Top of AVAILABLE DATA
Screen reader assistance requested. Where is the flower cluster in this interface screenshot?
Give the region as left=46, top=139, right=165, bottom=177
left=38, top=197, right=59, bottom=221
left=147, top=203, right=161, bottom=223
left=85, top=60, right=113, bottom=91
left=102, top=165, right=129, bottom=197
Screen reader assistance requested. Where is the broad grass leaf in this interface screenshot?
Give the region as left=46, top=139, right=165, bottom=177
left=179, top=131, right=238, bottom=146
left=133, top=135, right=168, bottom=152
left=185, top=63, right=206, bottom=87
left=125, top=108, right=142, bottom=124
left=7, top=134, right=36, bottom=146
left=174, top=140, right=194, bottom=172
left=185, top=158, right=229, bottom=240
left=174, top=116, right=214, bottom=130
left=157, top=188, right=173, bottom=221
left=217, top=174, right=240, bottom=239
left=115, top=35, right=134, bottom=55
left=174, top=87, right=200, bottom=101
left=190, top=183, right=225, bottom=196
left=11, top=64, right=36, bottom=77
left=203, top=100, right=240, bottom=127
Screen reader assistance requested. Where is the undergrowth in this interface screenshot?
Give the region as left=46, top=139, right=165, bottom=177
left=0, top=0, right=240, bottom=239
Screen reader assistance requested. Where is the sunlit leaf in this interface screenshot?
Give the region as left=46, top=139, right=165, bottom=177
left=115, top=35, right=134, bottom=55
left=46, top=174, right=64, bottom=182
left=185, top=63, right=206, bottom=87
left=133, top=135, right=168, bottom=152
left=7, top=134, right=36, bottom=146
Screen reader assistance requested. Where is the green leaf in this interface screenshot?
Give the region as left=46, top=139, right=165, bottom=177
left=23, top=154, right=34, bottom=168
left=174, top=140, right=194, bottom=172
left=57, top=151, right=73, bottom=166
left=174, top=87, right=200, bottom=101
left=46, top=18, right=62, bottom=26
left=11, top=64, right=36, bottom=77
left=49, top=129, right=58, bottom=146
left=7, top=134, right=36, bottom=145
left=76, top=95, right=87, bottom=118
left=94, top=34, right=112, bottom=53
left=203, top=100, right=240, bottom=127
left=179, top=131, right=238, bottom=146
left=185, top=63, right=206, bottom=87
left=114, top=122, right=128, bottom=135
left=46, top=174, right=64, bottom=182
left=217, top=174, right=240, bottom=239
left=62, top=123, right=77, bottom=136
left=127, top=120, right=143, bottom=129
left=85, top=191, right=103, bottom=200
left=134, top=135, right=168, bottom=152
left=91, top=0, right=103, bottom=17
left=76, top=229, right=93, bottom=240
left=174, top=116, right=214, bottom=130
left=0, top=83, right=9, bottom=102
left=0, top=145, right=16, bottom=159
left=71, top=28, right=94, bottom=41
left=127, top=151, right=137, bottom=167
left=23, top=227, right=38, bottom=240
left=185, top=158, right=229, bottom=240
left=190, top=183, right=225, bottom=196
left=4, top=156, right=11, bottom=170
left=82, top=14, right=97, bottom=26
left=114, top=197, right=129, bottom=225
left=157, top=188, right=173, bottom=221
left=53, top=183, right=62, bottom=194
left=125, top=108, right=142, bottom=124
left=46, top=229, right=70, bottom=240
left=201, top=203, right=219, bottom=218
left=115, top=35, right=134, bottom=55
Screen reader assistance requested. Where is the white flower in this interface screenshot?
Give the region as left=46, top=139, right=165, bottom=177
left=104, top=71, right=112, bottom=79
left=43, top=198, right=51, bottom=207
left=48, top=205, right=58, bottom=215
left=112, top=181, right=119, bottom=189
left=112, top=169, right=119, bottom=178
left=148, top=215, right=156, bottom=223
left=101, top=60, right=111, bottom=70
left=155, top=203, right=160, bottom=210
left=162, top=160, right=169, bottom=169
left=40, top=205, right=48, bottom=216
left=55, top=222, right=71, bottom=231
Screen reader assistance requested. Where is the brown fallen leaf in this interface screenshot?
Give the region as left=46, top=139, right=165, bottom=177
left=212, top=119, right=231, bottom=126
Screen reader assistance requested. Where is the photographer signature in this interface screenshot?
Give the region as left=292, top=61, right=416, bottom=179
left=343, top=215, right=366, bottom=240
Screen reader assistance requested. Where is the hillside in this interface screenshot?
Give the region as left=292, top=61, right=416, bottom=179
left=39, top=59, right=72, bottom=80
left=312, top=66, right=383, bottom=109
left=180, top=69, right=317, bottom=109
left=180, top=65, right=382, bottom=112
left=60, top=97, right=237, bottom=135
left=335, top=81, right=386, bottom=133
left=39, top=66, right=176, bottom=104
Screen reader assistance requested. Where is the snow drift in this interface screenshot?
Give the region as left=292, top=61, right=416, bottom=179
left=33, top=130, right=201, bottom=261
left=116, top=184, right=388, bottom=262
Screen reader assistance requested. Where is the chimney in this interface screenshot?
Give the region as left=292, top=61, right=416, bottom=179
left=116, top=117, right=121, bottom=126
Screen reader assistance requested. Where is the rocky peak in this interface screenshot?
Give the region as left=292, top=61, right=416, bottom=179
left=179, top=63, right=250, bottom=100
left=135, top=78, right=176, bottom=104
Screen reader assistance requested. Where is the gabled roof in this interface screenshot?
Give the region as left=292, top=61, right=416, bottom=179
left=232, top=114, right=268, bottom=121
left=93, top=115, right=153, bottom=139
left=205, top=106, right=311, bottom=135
Bottom of AVAILABLE DATA
Top of AVAILABLE DATA
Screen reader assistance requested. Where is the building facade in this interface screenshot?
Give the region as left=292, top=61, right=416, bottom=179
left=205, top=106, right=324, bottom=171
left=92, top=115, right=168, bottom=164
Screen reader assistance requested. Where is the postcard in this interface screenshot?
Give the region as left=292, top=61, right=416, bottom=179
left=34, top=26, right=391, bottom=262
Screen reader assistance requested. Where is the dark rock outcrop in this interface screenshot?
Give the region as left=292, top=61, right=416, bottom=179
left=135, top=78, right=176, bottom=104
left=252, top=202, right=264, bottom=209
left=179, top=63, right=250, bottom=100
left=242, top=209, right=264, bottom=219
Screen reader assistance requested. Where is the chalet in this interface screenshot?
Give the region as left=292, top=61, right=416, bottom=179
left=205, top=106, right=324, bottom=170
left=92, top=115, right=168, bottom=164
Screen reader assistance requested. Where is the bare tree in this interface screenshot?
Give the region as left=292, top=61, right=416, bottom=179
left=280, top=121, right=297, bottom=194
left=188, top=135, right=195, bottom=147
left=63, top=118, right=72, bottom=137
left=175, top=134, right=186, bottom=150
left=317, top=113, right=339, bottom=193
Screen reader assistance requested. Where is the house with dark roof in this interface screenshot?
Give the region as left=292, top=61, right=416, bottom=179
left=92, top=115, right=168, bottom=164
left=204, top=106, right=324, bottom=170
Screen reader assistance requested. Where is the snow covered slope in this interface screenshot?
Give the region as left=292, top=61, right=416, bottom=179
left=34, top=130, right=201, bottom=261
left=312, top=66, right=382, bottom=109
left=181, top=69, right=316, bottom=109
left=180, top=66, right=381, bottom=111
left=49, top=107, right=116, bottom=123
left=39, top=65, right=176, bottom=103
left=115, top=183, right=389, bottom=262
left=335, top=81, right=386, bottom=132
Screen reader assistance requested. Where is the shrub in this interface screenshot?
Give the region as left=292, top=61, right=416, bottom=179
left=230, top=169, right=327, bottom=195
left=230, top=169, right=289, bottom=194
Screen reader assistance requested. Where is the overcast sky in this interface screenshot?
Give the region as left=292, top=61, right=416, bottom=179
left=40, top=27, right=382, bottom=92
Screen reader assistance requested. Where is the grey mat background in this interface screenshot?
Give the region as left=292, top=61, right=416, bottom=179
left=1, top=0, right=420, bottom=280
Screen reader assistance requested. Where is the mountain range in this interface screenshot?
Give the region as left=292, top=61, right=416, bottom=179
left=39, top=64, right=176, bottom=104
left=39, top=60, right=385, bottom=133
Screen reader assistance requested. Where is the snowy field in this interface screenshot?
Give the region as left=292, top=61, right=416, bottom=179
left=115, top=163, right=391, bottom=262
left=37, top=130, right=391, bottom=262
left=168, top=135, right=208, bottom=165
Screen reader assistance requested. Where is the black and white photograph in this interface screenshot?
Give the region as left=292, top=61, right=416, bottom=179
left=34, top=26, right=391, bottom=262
Bottom of AVAILABLE DATA
Top of AVAILABLE DATA
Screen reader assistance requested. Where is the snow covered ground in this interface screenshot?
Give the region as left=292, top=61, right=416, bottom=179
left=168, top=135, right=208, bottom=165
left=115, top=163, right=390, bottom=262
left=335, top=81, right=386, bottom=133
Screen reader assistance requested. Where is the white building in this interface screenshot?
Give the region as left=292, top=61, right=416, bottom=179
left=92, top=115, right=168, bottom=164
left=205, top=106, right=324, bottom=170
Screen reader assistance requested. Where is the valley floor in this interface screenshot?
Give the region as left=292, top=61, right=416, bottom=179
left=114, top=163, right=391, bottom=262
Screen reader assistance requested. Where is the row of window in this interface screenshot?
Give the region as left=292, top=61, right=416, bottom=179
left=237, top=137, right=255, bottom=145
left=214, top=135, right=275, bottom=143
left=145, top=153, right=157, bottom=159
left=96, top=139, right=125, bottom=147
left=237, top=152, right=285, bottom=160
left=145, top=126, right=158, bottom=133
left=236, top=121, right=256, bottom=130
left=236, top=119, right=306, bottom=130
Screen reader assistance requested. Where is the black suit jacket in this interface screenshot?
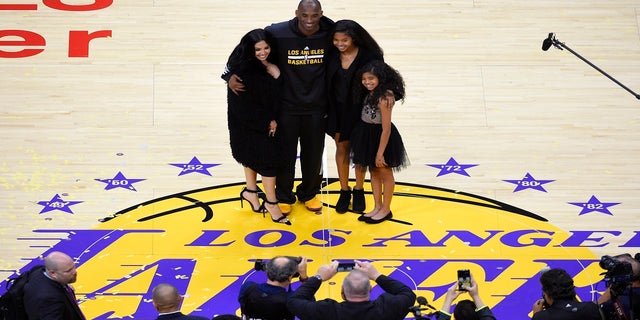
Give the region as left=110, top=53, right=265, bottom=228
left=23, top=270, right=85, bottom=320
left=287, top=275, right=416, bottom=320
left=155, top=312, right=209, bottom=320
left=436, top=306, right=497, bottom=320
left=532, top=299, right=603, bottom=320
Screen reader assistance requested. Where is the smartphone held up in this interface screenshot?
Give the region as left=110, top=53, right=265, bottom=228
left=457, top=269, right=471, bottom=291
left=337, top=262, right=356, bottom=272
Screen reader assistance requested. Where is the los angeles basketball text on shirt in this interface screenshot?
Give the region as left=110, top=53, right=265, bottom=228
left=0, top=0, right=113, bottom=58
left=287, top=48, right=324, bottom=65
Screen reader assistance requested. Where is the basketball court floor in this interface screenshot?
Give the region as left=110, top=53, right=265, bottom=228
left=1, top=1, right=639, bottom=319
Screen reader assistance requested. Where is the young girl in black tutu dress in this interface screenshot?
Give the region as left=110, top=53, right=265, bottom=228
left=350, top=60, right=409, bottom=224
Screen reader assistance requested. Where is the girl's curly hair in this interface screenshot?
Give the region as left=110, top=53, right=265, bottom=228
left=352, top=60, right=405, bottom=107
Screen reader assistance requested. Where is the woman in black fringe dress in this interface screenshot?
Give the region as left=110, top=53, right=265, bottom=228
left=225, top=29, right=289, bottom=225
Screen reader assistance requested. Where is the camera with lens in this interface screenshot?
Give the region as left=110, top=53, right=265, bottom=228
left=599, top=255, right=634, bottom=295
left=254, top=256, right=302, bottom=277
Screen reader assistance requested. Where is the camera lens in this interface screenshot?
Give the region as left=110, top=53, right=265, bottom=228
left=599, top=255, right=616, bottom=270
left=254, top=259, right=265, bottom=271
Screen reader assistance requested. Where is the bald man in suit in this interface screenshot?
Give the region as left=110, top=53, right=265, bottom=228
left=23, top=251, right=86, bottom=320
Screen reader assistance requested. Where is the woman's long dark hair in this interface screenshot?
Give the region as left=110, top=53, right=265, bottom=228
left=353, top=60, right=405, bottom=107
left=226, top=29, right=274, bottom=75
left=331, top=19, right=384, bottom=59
Bottom of AVAILABLE DATA
● **INSTRUCTIONS TO FOLLOW**
Wherever the word "leaf" appears in the listing above, copy the whole line.

● **WRITTEN SOLUTION**
Screen reader assistance requested. Where is the broad grass leaf in this interface screenshot?
Screen reader assistance requested. Where is the sunlit leaf in this interface screenshot?
Screen reader assistance requested. Where is the green leaf in this interface screenshot?
Screen reader assistance requested. Where is the brown fallen leaf in this interface screenshot?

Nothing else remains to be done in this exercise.